Exercise:
Put the items, from their first line through the line containing "[[324, 223], [275, 226], [354, 207], [324, 201]]", into a Markdown table with the columns Row and Line, giving each row a number and leaving out blank lines.
==== Provided entries ====
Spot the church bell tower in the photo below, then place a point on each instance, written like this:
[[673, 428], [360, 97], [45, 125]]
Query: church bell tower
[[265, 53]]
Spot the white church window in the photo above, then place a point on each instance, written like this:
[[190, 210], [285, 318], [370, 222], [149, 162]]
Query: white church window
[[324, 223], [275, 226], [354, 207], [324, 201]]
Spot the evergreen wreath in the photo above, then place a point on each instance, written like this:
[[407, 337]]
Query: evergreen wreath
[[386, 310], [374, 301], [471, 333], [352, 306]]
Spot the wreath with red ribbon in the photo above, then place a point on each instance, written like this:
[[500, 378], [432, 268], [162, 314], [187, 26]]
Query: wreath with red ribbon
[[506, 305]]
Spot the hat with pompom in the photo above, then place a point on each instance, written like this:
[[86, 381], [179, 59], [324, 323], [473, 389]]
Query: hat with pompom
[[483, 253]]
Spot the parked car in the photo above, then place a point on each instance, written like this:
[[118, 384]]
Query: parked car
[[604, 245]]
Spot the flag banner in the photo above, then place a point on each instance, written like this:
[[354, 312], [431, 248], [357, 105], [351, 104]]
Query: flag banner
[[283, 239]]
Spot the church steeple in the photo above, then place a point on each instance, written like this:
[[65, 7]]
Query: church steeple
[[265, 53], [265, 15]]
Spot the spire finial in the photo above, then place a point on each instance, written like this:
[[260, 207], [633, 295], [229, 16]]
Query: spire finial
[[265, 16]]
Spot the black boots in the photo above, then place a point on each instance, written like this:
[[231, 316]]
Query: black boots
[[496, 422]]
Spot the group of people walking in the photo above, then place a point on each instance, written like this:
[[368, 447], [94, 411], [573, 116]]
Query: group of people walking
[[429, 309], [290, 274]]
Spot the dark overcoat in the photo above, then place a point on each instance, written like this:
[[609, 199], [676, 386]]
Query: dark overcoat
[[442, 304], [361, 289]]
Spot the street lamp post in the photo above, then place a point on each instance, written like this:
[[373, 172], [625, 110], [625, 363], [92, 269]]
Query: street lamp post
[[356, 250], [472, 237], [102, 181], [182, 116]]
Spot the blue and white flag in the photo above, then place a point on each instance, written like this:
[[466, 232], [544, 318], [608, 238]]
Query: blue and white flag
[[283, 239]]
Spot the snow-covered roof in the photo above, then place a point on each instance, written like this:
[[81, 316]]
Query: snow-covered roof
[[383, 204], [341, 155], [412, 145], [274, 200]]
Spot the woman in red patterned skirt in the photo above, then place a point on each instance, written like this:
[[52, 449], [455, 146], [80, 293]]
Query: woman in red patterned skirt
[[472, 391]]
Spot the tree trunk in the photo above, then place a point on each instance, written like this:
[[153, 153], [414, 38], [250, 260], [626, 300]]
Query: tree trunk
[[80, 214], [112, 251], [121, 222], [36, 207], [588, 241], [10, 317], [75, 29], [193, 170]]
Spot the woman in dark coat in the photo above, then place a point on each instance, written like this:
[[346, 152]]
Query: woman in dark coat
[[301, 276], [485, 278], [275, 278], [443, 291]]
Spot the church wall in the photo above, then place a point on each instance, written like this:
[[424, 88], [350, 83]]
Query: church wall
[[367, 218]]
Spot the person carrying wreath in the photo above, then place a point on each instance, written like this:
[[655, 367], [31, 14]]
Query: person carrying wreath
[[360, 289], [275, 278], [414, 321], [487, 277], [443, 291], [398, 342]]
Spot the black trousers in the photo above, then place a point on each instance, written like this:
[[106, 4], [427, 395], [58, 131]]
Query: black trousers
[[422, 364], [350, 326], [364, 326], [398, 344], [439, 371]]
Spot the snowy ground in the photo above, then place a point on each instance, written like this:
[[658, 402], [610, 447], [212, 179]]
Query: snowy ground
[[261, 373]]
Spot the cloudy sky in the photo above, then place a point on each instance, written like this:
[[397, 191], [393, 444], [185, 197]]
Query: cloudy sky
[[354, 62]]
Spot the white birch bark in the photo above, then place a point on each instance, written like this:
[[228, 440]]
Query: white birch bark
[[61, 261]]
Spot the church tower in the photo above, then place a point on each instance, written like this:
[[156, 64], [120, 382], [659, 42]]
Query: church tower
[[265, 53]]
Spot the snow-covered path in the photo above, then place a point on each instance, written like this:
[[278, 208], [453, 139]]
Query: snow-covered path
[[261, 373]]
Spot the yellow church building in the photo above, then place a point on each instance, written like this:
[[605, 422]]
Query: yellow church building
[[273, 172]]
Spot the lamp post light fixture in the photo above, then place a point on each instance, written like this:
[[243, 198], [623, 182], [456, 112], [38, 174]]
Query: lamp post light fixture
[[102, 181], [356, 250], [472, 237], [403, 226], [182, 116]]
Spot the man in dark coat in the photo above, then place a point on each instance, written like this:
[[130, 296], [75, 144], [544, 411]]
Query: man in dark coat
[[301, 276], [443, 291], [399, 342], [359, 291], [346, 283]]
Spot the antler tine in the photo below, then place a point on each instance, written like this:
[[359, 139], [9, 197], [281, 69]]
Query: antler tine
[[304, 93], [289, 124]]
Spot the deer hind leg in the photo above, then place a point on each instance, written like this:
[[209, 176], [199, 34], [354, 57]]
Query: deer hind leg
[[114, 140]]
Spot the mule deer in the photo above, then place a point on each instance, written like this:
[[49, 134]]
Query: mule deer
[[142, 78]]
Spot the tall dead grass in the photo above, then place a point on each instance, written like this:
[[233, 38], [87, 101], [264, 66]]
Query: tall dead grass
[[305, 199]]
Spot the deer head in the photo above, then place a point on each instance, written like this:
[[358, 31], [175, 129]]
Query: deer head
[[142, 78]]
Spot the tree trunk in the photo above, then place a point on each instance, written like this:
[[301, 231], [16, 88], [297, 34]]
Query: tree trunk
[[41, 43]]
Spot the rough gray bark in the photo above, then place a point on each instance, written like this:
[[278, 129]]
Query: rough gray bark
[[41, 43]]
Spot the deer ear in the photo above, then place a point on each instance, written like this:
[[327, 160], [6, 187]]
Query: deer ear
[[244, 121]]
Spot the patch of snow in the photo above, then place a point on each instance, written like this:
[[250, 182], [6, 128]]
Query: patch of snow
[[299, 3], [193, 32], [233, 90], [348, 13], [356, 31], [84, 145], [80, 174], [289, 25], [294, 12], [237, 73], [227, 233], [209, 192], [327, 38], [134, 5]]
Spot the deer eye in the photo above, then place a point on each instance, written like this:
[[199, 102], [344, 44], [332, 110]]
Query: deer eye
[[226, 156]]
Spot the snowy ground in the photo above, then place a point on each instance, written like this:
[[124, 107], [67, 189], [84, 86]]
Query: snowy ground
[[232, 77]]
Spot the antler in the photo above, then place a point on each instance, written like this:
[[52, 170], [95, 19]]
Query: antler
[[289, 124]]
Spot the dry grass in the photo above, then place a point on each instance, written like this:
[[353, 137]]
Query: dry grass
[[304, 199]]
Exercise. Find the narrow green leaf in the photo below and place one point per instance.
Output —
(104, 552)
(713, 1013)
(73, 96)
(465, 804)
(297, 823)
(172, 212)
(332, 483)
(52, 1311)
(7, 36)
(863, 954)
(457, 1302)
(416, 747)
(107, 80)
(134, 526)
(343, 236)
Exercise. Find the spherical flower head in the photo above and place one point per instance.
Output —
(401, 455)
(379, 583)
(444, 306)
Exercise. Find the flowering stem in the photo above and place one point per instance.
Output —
====
Answer:
| Row | Line |
|---|---|
| 1 | Spot the church bell tower in the photo below, then place a point on each instance, written like this: |
| 2 | [[673, 428], [360, 97], [45, 125]] |
| 3 | Query: church bell tower |
| 4 | [[265, 53]] |
| 5 | Spot the white church window in the photo above, then place a point on each instance, written like this: |
| 6 | [[190, 210], [285, 318], [370, 222], [149, 162]] |
| 7 | Query: white church window |
| 8 | [[324, 223], [275, 226], [354, 207], [324, 201]] |